■ Problem
With the pictures removed, the data below must be transcribed in full and exactly.
__________________________________________________
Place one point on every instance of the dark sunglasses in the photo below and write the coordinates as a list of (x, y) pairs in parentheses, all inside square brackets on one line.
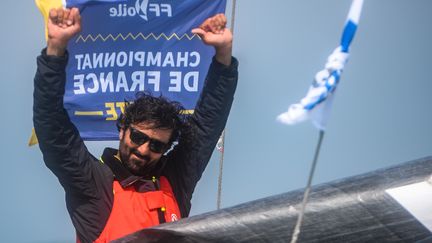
[(140, 138)]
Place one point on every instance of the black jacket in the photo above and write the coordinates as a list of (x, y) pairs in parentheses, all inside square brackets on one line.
[(88, 182)]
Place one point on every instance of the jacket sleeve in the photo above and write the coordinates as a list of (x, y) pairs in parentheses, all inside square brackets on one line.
[(207, 122), (63, 150)]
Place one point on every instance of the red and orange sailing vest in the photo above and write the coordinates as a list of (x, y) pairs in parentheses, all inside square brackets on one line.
[(133, 211)]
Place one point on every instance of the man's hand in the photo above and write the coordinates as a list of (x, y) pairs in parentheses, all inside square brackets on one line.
[(214, 32), (62, 25)]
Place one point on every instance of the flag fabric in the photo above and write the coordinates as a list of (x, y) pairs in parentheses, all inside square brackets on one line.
[(317, 103), (129, 46)]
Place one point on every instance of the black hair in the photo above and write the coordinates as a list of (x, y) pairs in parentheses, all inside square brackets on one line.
[(158, 111)]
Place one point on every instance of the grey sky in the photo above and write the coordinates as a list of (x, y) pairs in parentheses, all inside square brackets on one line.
[(381, 114)]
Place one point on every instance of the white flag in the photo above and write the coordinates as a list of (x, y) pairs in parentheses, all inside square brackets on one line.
[(316, 105)]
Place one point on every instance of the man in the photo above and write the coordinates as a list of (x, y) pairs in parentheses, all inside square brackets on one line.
[(146, 182)]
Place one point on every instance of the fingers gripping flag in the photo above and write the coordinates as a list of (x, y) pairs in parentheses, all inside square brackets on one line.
[(317, 103)]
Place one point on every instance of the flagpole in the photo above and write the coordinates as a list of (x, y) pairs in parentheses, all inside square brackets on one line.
[(296, 231), (222, 147)]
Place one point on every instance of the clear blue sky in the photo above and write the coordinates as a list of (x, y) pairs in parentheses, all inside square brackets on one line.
[(381, 116)]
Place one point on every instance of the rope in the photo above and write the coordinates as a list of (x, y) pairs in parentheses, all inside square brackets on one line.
[(221, 144), (296, 231)]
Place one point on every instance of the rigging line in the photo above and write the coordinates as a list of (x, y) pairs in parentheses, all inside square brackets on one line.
[(296, 231), (221, 160)]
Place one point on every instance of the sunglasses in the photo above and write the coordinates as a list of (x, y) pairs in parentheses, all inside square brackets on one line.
[(140, 138)]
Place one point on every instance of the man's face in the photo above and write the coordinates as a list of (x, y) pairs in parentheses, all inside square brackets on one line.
[(141, 153)]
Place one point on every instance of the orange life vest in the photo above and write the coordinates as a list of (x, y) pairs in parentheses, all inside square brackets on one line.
[(133, 211)]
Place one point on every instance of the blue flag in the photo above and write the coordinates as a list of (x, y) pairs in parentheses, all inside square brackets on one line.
__________________________________________________
■ Answer for this exercise
Place one point on every instance of the dark sunglasses in the photo below and write the coordinates as a list of (x, y) pairs in parentheses, all inside square brackets on one line.
[(140, 138)]
Place one point on every instance of the black jacket in the photo above and write the coordinates as a list of (x, y) pairs in parentheses, all inside square brackets on one line.
[(88, 182)]
Place one point on every instance of the jacket sleeve in the photo above and write the coordinates as a list of (x, y) pairs in parentheses, all inside square brackets on one line.
[(207, 122), (63, 150)]
Place one point on every instance of the red and orange sailing vest in the photo above and write the coordinates as a list of (x, y) pairs in parentheses, all inside square brackets on one line.
[(133, 211)]
Place one point on every instance of the man's hand in the photo above and write the coordinates as a list of (x, y) pairs in parentheses, all inside square brackets on one line.
[(214, 32), (62, 25)]
Place one point on every instance of the flag fabric in the photo above and write the coordinates as a list of (x, y) pairs in parentheses, all inside square brackets on one line.
[(317, 103), (129, 46)]
Place one point on every instance of the black hair in the photo above and write the coordinates as a list of (x, y) pairs in parentheses, all inside square brackets on one line.
[(158, 111)]
Place one point on every instance of the grey sky in the photo above and write the coordinates as a list of (x, y) pairs in parentheses, all inside square brackets on one line.
[(381, 114)]
Place one point on every instance of the white flag in the photo above and write the coordinates as a list of (x, y) pairs in parentheses, all inside square brackets on one line.
[(316, 105)]
Place one point on every instance of the man in the photo above and write the coordinates as a list of (x, y) pairs in parentheses, all inside square brackets on one line.
[(146, 182)]
Place one point on every instance of the fingers gripping flag in the photo above and write the coordinates as a list of (x, y) pairs in parentheses, all inside square brackets on one line.
[(317, 103)]
Place one point on every instance of the flagpole in the photo above and write the coordinates as a list of (x, y) pairs in parentheses, all inside square brackets on one line.
[(296, 231), (222, 147)]
Place one point on every instance of the clear blue sky in the photo above and write the coordinates as a list of (x, y) pairs in parentheses, all inside square brackets on one line.
[(381, 116)]
Place one point on every instance of the rope in the photo above and write the coordinates as a list of (x, y) pairs in parentheses, all inside square brackets on one line.
[(221, 144), (296, 231)]
Place one point on every instance of the rigging line in the photo above and write the coordinates as a list of (x, y) pairs in parentheses, all inside square brackets on one line.
[(296, 231), (221, 160)]
Place one point on every instance of the sunglasses in the photo above and write the coordinates as a list of (x, y) pairs in parentheses, all inside square brackets on one line.
[(140, 138)]
Place one point on every instance of the man's face in the photo above and write the coordinates as a list of (x, y) pairs in parentheses, all inside square brackets on one line.
[(141, 153)]
Place one point on every instance of the orange life vest in the photo above and write the coordinates as a list of (x, y) pairs in parentheses, all inside square brackets on one line.
[(133, 211)]
Place one point on every instance of the blue flag in the photo above and write the coordinates as a list of (x, y) pairs in parentheses, all inside square brackets on one line.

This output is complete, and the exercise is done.